• SOURCE MATERIAL:
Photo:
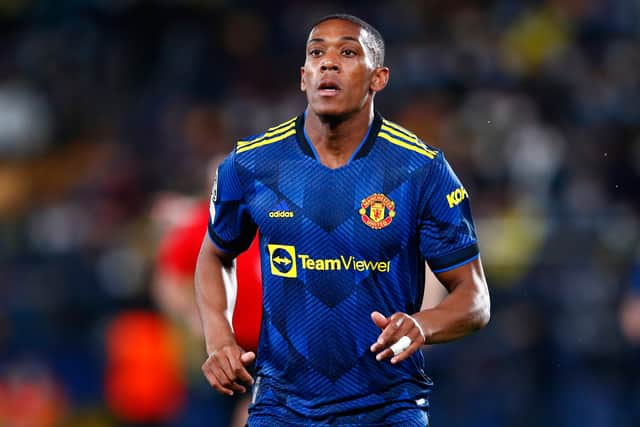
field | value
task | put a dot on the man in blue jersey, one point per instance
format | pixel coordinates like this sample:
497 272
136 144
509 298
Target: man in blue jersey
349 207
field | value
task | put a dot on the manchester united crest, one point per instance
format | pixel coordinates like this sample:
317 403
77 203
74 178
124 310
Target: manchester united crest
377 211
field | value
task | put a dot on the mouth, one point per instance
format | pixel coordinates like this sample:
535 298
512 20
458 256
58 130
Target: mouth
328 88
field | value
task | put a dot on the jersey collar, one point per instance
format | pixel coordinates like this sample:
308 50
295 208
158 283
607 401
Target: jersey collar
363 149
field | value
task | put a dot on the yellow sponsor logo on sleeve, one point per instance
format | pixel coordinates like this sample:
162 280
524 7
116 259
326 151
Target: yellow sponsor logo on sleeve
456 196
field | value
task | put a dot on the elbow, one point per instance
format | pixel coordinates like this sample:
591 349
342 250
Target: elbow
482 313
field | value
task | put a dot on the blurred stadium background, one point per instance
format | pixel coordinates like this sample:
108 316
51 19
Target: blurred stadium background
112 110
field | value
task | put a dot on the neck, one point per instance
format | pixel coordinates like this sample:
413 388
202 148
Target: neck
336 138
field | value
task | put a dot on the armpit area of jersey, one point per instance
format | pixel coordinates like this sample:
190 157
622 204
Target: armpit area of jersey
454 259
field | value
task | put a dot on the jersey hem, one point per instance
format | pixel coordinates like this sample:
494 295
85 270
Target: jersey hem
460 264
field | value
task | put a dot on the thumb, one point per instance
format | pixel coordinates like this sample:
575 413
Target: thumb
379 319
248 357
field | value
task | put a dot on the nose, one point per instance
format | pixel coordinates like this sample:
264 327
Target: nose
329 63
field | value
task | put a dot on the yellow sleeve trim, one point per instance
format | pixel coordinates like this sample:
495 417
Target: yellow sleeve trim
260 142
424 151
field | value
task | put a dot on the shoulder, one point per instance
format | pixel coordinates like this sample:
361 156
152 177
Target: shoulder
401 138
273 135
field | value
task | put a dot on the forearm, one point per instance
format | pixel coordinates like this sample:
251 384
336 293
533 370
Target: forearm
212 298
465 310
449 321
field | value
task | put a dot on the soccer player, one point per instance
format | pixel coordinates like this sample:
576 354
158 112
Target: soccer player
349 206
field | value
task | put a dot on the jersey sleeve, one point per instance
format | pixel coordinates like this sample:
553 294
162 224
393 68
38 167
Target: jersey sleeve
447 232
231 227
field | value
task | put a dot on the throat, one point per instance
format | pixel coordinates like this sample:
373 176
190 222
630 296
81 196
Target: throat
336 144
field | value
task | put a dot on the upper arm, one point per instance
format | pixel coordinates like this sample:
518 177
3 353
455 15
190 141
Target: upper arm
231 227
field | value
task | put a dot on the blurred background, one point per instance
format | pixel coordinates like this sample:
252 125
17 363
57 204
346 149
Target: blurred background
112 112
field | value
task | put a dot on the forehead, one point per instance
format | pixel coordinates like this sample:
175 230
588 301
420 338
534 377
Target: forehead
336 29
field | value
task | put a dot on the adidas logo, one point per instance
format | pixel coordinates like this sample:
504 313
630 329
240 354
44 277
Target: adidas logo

• WHAT IS EXPECTED:
Copy each line containing the word "adidas" from the data.

• RESPONSE:
task | put a dot on the adidas logo, one point per instance
Target: adidas logo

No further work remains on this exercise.